**EXERCISE GOAL**
Set the entries down again exactly; none may be skipped.

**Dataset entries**
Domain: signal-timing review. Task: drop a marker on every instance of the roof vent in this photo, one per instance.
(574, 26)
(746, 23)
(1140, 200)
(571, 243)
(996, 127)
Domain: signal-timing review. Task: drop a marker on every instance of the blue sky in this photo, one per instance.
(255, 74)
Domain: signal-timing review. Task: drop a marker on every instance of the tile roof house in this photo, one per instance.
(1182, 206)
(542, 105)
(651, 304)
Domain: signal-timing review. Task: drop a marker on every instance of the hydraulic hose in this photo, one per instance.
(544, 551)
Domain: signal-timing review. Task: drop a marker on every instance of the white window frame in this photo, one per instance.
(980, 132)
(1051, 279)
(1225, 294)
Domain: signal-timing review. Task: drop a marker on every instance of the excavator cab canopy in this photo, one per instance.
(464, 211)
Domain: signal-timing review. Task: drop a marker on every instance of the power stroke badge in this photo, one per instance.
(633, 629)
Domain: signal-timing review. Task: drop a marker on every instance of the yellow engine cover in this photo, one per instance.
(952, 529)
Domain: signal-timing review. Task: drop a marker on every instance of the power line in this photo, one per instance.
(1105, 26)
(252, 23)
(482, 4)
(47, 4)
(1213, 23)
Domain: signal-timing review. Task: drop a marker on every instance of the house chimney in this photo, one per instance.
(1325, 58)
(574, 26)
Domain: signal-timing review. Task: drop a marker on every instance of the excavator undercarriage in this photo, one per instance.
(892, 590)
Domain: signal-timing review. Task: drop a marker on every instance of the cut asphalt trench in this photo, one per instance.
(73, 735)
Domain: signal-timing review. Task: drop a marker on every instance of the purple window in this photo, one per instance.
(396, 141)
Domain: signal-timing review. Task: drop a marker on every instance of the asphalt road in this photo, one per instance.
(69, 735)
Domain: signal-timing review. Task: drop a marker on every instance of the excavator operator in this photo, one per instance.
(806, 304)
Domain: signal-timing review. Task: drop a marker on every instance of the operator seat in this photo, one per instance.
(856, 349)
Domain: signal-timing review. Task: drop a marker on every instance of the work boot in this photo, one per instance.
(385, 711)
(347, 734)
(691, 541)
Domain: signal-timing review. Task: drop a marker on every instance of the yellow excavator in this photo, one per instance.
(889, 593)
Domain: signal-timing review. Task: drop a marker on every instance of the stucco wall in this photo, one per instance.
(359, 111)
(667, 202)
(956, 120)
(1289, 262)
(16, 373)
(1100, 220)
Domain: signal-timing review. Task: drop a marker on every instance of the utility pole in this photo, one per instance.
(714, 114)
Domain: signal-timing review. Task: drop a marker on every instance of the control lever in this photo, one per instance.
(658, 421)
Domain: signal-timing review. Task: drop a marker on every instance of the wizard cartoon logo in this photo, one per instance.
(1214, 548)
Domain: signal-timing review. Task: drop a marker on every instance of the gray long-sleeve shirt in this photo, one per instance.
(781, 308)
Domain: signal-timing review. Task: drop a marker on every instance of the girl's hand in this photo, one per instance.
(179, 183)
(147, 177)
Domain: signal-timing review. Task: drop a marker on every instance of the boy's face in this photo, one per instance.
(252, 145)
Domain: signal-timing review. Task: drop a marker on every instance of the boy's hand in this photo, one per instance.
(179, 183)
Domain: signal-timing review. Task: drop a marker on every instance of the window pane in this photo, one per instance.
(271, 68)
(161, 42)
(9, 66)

**EXERCISE ANSWER**
Domain: signal-timing review. Task: drop a marker on every instance of the roof vent in this photo, one per instance.
(574, 26)
(746, 23)
(1140, 200)
(571, 243)
(996, 127)
Domain: signal-timing review. Task: drop a marker on every instance of the blue sky in this photo, one per instance.
(255, 74)
Domain: signal-timing review. Task: drop a marker on every instance of the tile roof house in this photo, one per instance.
(1182, 206)
(542, 105)
(651, 304)
Domain: signal-timing review. Task: drop a marker on every instance of the hydraulic hose in this photo, one per instance.
(544, 551)
Domain: signal-timing review. Task: drop a marker on every instance of the white window frame in this photo, one per instance.
(980, 132)
(1051, 279)
(1225, 294)
Domain: signal-timing review. Task: drop a marker on every instance of the excavator cab canopy in this photo, one per instance.
(464, 211)
Domain: signal-timing review. Task: drop a marker on every instance of the power stroke badge in this photo, one per instance.
(633, 629)
Domain: signal-timing review. Task: drop a marker on every instance of the yellow engine cover in this photo, one per instance.
(952, 529)
Domain: signal-timing review. Task: drop a marker on every instance of the power line in this photo, one per instance.
(1105, 26)
(252, 23)
(482, 4)
(47, 4)
(1213, 23)
Domain: signal-timing review. Task: drop a marker on every instance of the house chimney in this photo, one per instance.
(1325, 58)
(574, 26)
Domain: signal-timing review. Task: drop a marker on every instance of the excavator undercarriage in this photo, one per instance.
(892, 590)
Domain: signal-timing review. Task: drop a marker on every instance of the cut asphalt trench in this photo, one per instance.
(73, 735)
Domain: signal-timing review. Task: drop a marker on every instance of the purple window in this photo, one per instance.
(396, 141)
Domain: signal-timing review. Task: drop a marker on every instance of the asphalt road in this photo, one per instance.
(69, 735)
Domain: signal-timing review. Task: drop a marker on every instance of the excavator operator in this photo, one per instance.
(806, 304)
Domain: signal-timing review. Task: drop a marker on every instance of the operator seat in this photo, one per instance.
(856, 349)
Domain: signal-timing review. Task: drop a marker on every instance of the work boot in this photo, one per instance.
(385, 711)
(347, 734)
(691, 541)
Domain: signal-timing review. Task: drop a marker on every instance of the yellow excavator in this photo, one per instance.
(889, 593)
Domain: signal-timing review. Task: drop a marker on every instance of the stucco wall in this photo, one per instance.
(359, 111)
(667, 202)
(956, 120)
(1289, 262)
(16, 373)
(1100, 220)
Domain: signal-timing review. Task: drop a marker on every instance of the utility pole in this photo, one per instance.
(714, 114)
Domain: signal-timing review. Task: drop a marker on every instance of the control lever in this photo, one per instance.
(658, 421)
Domain: signal-timing review. Task: drop a marker on every instance of the wizard cartoon logo in this photo, one per instance.
(1214, 548)
Domain: signal-timing review. Task: drop a marker on every instance of the gray long-sleeve shirt in this photo, one per instance.
(781, 308)
Domain: signal-timing review. Task: drop a marker on every instance of the girl's hand in this photo, one per instance.
(179, 183)
(147, 177)
Domain: signal-timing review. Task: drop a marker on every instance of the boy's face in this photo, one per instance.
(252, 145)
Domain: signal-timing review. Task: drop a marker on every instance of the boy's hand in this photo, one per instance.
(179, 183)
Domain: signal-timing review. Task: drop a marker on every instance of the window pane in this photo, one per instance.
(271, 68)
(161, 42)
(9, 66)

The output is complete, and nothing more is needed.